#### Data ####
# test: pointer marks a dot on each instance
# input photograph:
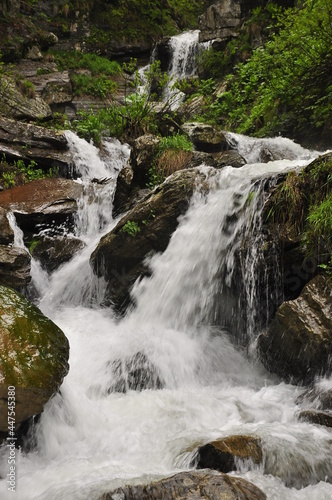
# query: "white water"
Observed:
(90, 441)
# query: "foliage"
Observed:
(78, 60)
(134, 117)
(131, 228)
(136, 20)
(173, 153)
(285, 86)
(319, 225)
(90, 73)
(308, 198)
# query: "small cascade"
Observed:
(185, 50)
(145, 390)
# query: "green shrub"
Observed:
(131, 228)
(286, 85)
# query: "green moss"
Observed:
(34, 351)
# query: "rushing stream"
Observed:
(89, 439)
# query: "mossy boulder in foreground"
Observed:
(34, 356)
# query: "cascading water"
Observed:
(185, 50)
(89, 439)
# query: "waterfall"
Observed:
(92, 439)
(185, 50)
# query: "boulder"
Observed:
(225, 454)
(190, 485)
(142, 156)
(33, 357)
(43, 201)
(49, 148)
(15, 265)
(229, 158)
(123, 189)
(135, 373)
(145, 229)
(297, 345)
(52, 252)
(316, 417)
(221, 21)
(205, 137)
(6, 232)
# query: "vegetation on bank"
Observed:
(308, 198)
(285, 84)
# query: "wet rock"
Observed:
(298, 343)
(142, 156)
(229, 158)
(33, 357)
(190, 108)
(216, 160)
(316, 397)
(205, 137)
(225, 454)
(6, 232)
(136, 373)
(49, 201)
(316, 417)
(123, 189)
(34, 53)
(52, 252)
(190, 486)
(145, 229)
(221, 21)
(26, 141)
(15, 265)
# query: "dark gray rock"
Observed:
(135, 373)
(297, 345)
(6, 232)
(205, 137)
(145, 229)
(52, 252)
(15, 265)
(190, 486)
(224, 454)
(33, 358)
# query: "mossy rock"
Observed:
(34, 356)
(225, 454)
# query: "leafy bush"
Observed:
(92, 62)
(285, 86)
(131, 228)
(173, 153)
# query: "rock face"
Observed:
####
Transcribe each entry precisely as given, leaving the pictures out.

# test: pointer marks a dot on each instance
# input photograph:
# query: "white water"
Observed:
(90, 441)
# query: "foliage"
Observed:
(78, 60)
(134, 117)
(131, 228)
(136, 20)
(173, 153)
(285, 86)
(319, 225)
(90, 73)
(308, 198)
# query: "small cascade"
Observed:
(185, 50)
(145, 390)
# query: "green shrub"
Observed:
(131, 228)
(286, 85)
# query: "green moss"
Observed:
(34, 351)
# query: "rushing stream"
Observed:
(89, 439)
# query: "mossy boulder in foreground"
Observed:
(34, 356)
# query: "cascading water"
Observed:
(185, 50)
(89, 439)
# query: "waterfall"
Observed:
(92, 439)
(185, 50)
# query: "boulder"
Observed:
(225, 454)
(190, 485)
(142, 156)
(33, 357)
(43, 201)
(49, 148)
(15, 265)
(229, 158)
(123, 189)
(135, 373)
(145, 229)
(297, 345)
(52, 252)
(316, 417)
(221, 21)
(205, 137)
(6, 232)
# query: "vegetation on bank"
Observed:
(308, 198)
(285, 84)
# query: "wet rock"
Observed:
(298, 343)
(142, 156)
(229, 158)
(33, 357)
(190, 108)
(216, 160)
(316, 397)
(205, 137)
(225, 454)
(6, 232)
(136, 373)
(49, 201)
(316, 417)
(123, 189)
(34, 53)
(52, 252)
(190, 486)
(145, 229)
(221, 21)
(26, 141)
(15, 265)
# query: "dark gray rock"
Observed:
(135, 373)
(297, 345)
(6, 232)
(205, 137)
(145, 229)
(52, 252)
(15, 265)
(190, 486)
(224, 454)
(33, 358)
# query: "mossy rock"
Observed:
(34, 356)
(225, 454)
# query: "leafy bush"
Observed:
(92, 62)
(285, 86)
(131, 228)
(173, 153)
# query: "rock face"
Observed:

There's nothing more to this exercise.